Document text:
** begin **

THE rapid modernisation and expansion of China’s infrastructure has helped propel the country through the economic rankings in the last decade. According to a report published by the McKinsey Global Institute in June 2016, China now spends more on infrastructure than North America and western Europe combined and the country has used spending on roads, railways and ports to help maintain economic growth following the global financial crisis.

 

China ramped up rail investment significantly in its 12th Five Year Plan, which covered the period from 2011 to 2015. According to figures from the State Council, fixed asset investment in the country’s railways reached Yuan 3.58 trillion ($US 520bn) over this period, up 47.3% from the 11th Five Year Plan, and the network grew by 30,500km. China opened 9531km of new lines in 2015, including around 3300 route-km of high-speed infrastructure. This took the network to around 121,000km, including 19,000km of high-speed lines.

During the period of the 13th Five Year Plan (2016-20), the average annual spend will fall but the level of rail investment will still be significantly higher than it was in 2006-10. Under the Medium and Long-Term Railway Network Plan approved by the State Council in June 2016, China intends to invest at least Yuan 2.8 trillion by 2020, expanding the network by a further 23,000km, with the high-speed network reaching 30,000km. With the government seeking to stimulate economic growth through infrastructure spending, the country’s top economic planner, the National Development and Reform Commission (NDRC), has approved a string of new rail projects in recent months (see panel), with more anticipated in early 2017.

China continues to develop rail links with its neighbours under president Xi Jinping’s One Belt, One Road initiative. Construction began last year on a 414km electrified standard-gauge line linking the southern Yunnan province with the Laotian capital Vientiane. Also in Yunnan, a new line is being constructed from Dali on Erhai Lake to the Myanmar border at Ruili.

** end **

What this exercise asks:
a - Repeat the passage on China's rail investment word for word, starting with "THE rapid modernisation" and going on through "global financial crisis.".
b - In the passage on China's rail investment, how many kilometers of new lines did China open in 2015?

Entries shown:
** begin **

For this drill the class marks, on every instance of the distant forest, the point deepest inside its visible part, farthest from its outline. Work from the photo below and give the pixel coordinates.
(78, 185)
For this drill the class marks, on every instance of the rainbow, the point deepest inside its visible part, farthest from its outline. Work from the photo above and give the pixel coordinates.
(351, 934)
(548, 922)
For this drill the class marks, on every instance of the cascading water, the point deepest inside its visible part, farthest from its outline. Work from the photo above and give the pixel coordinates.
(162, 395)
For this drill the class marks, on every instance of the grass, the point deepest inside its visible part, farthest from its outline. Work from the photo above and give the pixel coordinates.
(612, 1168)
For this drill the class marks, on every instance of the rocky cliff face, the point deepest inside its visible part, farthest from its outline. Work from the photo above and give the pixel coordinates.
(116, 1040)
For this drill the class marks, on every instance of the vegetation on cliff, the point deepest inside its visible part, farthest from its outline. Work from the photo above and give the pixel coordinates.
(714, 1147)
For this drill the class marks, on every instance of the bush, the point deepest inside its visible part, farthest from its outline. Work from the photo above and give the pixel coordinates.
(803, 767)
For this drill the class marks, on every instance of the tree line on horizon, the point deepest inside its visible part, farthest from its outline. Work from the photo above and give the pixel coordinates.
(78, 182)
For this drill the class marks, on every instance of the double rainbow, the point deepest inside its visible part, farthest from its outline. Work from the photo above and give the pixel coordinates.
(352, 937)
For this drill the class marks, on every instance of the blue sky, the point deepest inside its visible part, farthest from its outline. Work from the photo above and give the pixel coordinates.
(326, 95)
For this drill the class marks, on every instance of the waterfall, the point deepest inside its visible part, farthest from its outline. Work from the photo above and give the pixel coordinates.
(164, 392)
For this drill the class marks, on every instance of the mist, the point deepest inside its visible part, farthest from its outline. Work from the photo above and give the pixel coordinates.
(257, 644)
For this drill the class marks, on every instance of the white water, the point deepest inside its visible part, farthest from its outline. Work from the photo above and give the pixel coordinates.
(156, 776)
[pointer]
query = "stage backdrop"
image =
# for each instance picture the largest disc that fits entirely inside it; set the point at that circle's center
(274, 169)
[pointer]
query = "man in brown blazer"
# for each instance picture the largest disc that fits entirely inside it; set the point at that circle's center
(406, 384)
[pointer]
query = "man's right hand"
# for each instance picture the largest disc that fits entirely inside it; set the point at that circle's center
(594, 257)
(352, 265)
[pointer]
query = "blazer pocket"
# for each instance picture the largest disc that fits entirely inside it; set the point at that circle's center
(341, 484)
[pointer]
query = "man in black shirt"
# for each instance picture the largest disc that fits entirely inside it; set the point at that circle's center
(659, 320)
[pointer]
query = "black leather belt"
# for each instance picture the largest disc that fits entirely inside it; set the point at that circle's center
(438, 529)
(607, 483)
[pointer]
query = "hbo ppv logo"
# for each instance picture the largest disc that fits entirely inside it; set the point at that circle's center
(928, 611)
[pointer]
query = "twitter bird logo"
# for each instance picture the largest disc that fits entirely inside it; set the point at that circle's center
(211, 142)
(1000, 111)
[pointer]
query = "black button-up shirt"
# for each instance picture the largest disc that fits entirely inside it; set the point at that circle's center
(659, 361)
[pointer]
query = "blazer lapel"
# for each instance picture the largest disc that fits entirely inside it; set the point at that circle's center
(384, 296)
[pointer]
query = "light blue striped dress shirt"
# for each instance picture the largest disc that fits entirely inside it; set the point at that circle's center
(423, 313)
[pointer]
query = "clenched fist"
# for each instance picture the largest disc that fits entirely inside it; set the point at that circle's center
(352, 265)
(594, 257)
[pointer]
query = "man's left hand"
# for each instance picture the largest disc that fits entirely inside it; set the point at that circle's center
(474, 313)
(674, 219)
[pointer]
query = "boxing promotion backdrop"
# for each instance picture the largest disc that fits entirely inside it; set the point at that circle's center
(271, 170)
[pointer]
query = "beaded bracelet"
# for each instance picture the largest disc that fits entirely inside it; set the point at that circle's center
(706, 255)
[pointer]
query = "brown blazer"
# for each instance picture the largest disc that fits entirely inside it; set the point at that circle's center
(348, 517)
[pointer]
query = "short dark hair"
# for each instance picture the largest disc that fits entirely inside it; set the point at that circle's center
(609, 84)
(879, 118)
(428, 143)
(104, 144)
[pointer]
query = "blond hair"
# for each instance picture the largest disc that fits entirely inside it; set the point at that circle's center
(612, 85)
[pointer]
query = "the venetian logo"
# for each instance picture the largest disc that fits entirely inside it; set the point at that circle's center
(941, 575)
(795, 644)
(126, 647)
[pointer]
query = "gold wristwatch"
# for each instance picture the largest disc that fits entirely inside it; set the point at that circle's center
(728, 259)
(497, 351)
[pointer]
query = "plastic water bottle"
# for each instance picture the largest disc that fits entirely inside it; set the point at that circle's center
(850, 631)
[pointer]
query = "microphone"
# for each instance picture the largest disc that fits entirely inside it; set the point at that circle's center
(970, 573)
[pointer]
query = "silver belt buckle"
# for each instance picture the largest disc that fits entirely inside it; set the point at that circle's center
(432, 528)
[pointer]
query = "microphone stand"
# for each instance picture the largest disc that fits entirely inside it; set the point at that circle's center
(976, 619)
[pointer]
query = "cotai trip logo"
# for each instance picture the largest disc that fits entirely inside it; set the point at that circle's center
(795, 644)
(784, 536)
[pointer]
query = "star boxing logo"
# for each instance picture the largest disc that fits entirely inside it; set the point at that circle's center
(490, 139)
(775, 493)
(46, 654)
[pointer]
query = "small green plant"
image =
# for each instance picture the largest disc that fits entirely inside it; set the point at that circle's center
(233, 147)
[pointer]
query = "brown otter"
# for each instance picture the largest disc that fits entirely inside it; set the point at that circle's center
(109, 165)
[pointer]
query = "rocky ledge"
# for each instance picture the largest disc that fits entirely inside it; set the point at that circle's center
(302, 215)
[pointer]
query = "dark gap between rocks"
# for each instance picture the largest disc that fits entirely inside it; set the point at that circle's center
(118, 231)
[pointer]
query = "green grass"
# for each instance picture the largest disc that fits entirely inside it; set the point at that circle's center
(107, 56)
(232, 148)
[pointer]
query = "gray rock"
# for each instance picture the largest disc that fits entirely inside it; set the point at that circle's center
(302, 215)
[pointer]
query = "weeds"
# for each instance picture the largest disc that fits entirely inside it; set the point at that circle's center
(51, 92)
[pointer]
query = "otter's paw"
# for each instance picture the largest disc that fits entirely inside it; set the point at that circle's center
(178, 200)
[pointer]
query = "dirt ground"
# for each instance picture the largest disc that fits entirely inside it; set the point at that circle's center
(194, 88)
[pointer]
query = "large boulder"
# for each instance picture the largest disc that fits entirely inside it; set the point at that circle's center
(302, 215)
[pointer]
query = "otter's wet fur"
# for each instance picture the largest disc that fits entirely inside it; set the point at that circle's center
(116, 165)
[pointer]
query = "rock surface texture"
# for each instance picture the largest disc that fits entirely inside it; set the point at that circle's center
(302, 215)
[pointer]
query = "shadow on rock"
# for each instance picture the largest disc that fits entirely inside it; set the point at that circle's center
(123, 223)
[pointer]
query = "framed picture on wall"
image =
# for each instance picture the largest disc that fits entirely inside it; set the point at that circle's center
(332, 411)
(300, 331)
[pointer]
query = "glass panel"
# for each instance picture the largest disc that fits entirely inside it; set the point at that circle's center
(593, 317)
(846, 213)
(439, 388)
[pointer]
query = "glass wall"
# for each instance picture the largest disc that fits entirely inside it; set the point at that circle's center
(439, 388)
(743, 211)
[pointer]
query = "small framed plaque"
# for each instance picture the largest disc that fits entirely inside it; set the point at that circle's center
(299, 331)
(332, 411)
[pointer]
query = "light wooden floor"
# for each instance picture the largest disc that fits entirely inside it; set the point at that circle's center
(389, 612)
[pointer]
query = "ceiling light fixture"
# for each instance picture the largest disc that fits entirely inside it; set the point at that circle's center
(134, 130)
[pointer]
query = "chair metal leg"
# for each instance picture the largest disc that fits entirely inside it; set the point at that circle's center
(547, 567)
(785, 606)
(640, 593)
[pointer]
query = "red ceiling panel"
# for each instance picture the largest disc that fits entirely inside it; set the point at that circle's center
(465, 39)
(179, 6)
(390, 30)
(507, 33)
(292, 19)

** end **

Exercise solutions:
a -
THE rapid modernisation and expansion of China’s infrastructure has helped propel the country through the economic rankings in the last decade. According to a report published by the McKinsey Global Institute in June 2016, China now spends more on infrastructure than North America and western Europe combined and the country has used spending on roads, railways and ports to help maintain economic growth following the global financial crisis.

b - 9531km